Collected data entries
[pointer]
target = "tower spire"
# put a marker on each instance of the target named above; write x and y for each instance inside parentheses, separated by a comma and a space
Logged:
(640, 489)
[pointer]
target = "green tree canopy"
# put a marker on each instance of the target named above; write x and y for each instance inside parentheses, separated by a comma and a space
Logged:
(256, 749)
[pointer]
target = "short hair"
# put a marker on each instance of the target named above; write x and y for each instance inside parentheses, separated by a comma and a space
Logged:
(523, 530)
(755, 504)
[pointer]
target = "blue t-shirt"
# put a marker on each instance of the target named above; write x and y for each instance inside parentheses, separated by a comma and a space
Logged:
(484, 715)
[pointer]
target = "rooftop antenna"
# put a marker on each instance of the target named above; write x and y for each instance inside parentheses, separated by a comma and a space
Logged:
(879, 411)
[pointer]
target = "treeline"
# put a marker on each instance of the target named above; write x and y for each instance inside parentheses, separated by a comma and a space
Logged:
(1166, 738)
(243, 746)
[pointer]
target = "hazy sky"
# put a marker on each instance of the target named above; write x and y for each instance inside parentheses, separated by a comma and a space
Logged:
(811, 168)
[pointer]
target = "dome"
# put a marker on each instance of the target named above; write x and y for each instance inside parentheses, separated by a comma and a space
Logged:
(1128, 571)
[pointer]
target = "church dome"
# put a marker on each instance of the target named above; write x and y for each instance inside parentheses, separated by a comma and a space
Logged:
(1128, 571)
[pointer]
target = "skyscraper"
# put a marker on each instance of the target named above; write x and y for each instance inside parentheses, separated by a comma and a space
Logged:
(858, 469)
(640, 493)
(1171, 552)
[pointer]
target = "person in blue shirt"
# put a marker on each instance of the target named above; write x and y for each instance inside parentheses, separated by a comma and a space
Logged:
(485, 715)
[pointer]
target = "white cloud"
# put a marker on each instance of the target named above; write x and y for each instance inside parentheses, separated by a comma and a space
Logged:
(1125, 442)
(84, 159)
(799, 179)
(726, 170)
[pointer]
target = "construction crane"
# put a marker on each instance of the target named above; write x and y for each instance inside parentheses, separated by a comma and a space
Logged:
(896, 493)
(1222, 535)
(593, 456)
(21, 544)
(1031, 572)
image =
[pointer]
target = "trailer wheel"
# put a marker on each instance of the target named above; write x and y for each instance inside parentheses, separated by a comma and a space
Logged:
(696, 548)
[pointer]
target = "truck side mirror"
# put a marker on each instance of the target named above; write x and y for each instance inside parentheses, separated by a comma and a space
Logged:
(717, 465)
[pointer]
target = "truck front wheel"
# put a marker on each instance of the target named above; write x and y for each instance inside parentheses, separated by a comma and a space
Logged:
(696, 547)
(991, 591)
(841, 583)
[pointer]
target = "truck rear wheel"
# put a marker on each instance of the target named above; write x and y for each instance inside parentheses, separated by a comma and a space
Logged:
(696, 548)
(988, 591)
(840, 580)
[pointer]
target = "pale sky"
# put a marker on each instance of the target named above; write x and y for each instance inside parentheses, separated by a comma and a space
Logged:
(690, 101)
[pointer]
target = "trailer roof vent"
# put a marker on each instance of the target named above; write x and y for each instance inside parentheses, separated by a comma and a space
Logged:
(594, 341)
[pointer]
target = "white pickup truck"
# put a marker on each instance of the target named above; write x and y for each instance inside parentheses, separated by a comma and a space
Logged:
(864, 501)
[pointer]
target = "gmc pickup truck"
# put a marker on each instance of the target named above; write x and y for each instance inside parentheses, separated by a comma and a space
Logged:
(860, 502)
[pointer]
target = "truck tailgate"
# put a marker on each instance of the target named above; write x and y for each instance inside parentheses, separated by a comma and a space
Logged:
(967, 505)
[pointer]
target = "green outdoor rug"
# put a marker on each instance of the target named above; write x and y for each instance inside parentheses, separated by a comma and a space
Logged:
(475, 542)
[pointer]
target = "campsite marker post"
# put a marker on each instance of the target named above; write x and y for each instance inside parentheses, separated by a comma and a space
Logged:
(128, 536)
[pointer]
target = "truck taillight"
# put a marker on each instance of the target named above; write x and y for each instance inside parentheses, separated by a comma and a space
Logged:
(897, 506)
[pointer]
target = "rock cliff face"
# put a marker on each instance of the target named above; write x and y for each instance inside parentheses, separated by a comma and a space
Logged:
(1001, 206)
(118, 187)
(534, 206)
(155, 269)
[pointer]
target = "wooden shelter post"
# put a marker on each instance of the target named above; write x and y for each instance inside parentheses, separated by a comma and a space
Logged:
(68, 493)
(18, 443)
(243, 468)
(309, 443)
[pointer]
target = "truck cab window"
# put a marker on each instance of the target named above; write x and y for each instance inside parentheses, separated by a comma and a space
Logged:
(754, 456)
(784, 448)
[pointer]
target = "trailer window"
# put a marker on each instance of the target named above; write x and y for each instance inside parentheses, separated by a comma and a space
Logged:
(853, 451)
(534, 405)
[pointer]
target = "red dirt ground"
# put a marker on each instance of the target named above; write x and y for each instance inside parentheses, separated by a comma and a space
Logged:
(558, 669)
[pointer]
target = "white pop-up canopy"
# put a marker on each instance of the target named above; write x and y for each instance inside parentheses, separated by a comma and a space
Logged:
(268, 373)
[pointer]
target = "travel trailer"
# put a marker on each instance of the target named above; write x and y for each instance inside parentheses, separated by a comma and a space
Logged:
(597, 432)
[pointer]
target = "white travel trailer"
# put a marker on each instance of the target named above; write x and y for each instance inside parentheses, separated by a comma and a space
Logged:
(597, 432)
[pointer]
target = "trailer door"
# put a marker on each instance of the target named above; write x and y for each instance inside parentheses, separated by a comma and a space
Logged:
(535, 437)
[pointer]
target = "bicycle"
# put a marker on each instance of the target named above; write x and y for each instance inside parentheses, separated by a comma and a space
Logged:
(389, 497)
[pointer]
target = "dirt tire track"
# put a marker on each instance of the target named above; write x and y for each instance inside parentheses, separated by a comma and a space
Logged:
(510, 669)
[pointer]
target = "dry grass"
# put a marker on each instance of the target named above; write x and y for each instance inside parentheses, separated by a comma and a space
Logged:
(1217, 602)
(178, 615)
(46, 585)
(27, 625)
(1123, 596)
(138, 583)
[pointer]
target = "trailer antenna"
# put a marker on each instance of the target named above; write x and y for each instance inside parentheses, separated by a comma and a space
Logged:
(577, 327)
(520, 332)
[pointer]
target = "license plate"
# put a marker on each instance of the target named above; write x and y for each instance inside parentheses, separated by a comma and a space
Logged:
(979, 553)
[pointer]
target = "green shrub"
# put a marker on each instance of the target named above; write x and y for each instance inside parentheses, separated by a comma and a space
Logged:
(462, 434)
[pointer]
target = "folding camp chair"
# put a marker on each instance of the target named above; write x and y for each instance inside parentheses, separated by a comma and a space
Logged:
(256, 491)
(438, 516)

• _What needs to be done_: Every entry must be set down again exactly as it reads.

• _Result for this task_:
[pointer]
target = "tower spire"
# put a marker on each instance of the target named above; write x and y for each instance inside parentheses, separated by a comma and a space
Logged:
(640, 489)
[pointer]
target = "green tree canopy"
# put a marker on each instance of the target named above; write x and y for each instance inside parentheses, separated by a comma and a space
Logged:
(256, 749)
[pointer]
target = "short hair"
# put a marker on each instance of the target named above; write x and y for each instance inside parentheses, separated by a comma and a space
Logged:
(523, 530)
(755, 504)
[pointer]
target = "blue t-shirt"
# put a marker on each instance of the target named above; write x and y for each instance inside parentheses, separated by a comma and a space
Logged:
(484, 715)
[pointer]
target = "rooftop antenna"
# put a marker on each instance of the target named above; write x and y for each instance inside parentheses, separated by a comma and a space
Logged:
(879, 411)
[pointer]
target = "treeline"
# put a marker on each instance of the target named above; write x and y for each instance inside parentheses, separated by a comma and a space
Logged:
(1166, 738)
(243, 746)
[pointer]
target = "hazy sky"
# put a marker on each instance of the target named above; write x and y for each instance inside parentheses, separated by a comma and a space
Logged:
(811, 168)
[pointer]
target = "dome"
# put a marker on each instance of the target named above; write x and y for each instance inside parentheses, separated by a comma and a space
Logged:
(1128, 571)
[pointer]
target = "church dome"
# put a marker on each instance of the target named above; write x and y for each instance inside parentheses, separated by a comma and a space
Logged:
(1128, 571)
[pointer]
target = "skyscraper"
# put a marker on each instance of the target named above; write x and y for each instance inside parentheses, separated by a comma and a space
Logged:
(858, 469)
(640, 493)
(1171, 552)
[pointer]
target = "person in blue shirt"
# put a marker on each instance of the target named above; write x and y for each instance inside parentheses, separated by a comma and a space
Logged:
(485, 715)
[pointer]
target = "white cloud"
# put a marker on each instance of the target named above; write x and y for each instance inside parentheses, separated by a comma and a space
Logged:
(1125, 442)
(84, 159)
(799, 179)
(726, 170)
[pointer]
target = "construction crane"
# put a marker on each instance of the target named above; write x and y for each instance inside parentheses, separated by a comma and a space
Logged:
(896, 493)
(1222, 535)
(593, 456)
(21, 544)
(1031, 572)
image =
[pointer]
target = "trailer wheel"
# put a marker on each instance of the target named above; write x and y for each instance inside parentheses, separated by a comma and a space
Logged:
(696, 548)
[pointer]
target = "truck side mirror"
# put a marker on each instance of the target named above; write x and y for each instance inside parentheses, separated by a comma and a space
Logged:
(717, 465)
[pointer]
target = "truck front wheel"
# put a marker on each instance of the target named above; write x and y for each instance inside parentheses, separated by a comma and a space
Logged:
(696, 547)
(991, 591)
(841, 583)
[pointer]
target = "truck rear wheel"
# put a marker on each instance of the target named above; write x and y for each instance inside parentheses, separated by a comma and a space
Logged:
(696, 548)
(988, 591)
(840, 580)
[pointer]
target = "pale sky"
# put a marker on each instance of the target named above; write x and y for each instance inside parentheses, separated by a comma and a space
Logged:
(690, 101)
[pointer]
target = "trailer roof vent"
# put a marker on each instance of the target named above; write x and y for each instance inside parentheses, separated by a comma and a space
Logged:
(594, 341)
[pointer]
target = "white pickup truck"
# put a marker on each instance of the target named above; write x and y for each instance inside parentheses, separated by a comma and a space
Logged:
(864, 501)
[pointer]
target = "gmc pickup truck"
# put a marker on each instance of the target named above; write x and y for each instance inside parentheses, separated by a comma and a space
Logged:
(860, 502)
[pointer]
target = "truck tailgate"
# put a marker on each instance of the target named above; write x and y for each instance inside parentheses, separated by a comma and a space
Logged:
(967, 505)
[pointer]
target = "green outdoor rug"
# put a marker on each instance of the target named above; write x and y for each instance inside parentheses, separated by a comma and a space
Logged:
(475, 542)
[pointer]
target = "campsite marker post"
# put a marker on each instance of the target named above; write x and y for each instance inside parentheses, separated by a comma and a space
Logged:
(128, 536)
[pointer]
target = "truck taillight"
# put a marker on each instance of the target named above; write x and y for each instance inside parentheses, separated by a comma and a space
Logged:
(897, 506)
[pointer]
target = "rock cliff face"
# put a marker on each instance of the target named above; write x and y for each instance inside parentheses, separated by a comma and a space
Logged:
(1001, 206)
(118, 187)
(534, 206)
(155, 269)
[pointer]
target = "wooden shelter post"
# put a marker on each instance of the target named above; write x and y for each instance inside parentheses, separated by a comma and a space
Logged:
(68, 493)
(18, 443)
(243, 468)
(309, 443)
[pointer]
target = "truck cab window"
# put a marker on each instance of the target named above; write x and y for each instance inside parentheses, separated by a comma and a space
Logged:
(754, 456)
(784, 448)
[pointer]
target = "trailer window"
# put a marker on each instance of the target named above; write x and y for each instance inside parentheses, separated by a comma and a space
Logged:
(853, 451)
(534, 405)
[pointer]
target = "red dirt ground"
# put a marker on each instance of the target named above; write x and y for each instance inside parentheses, separated by a comma and a space
Logged:
(558, 669)
[pointer]
target = "white pop-up canopy"
# put a marker on each instance of the target named above; write x and y for each instance inside parentheses, separated by a comma and a space
Logged:
(268, 373)
[pointer]
target = "travel trailer"
# put a marker on each instance of the target named above; write x and y for each instance inside parentheses, separated by a comma and a space
Logged:
(597, 432)
[pointer]
target = "white travel trailer"
# put a marker on each instance of the target named above; write x and y for each instance inside parentheses, separated by a comma and a space
Logged:
(597, 432)
[pointer]
target = "trailer door"
# put a marker on each instance of the target named above; write x and y for each instance inside parentheses, separated by a comma and a space
Logged:
(535, 437)
[pointer]
target = "bicycle"
# put a marker on each instance of the target named above; write x and y for each instance inside parentheses, separated by a comma and a space
Logged:
(389, 497)
[pointer]
target = "dirt tire track"
# put a marker on each instance of the target named above; write x and y for each instance inside parentheses, separated by a comma and a space
Logged:
(510, 669)
[pointer]
target = "dry grass"
# put a marker on each instance of the target named above; write x and y for each instance inside parentheses, separated by a comma and a space
Logged:
(1217, 602)
(178, 615)
(46, 585)
(27, 625)
(1123, 596)
(138, 583)
[pointer]
target = "trailer antenna"
# put a marker on each instance of the target named above; write x and y for each instance inside parentheses, separated by a comma and a space
Logged:
(577, 327)
(520, 332)
[pointer]
target = "license plate"
# put a marker on each instance of the target named above; write x and y for each instance inside parentheses, separated by a comma and a space
Logged:
(979, 553)
[pointer]
target = "green shrub"
# put a marker on each instance of the target named above; write x and y for each instance inside parentheses, separated by a comma and a space
Logged:
(462, 434)
[pointer]
target = "folding camp chair"
# put a marker on each instance of the target named above; write x and y for each instance inside parentheses, separated by a comma and a space
Logged:
(256, 491)
(438, 516)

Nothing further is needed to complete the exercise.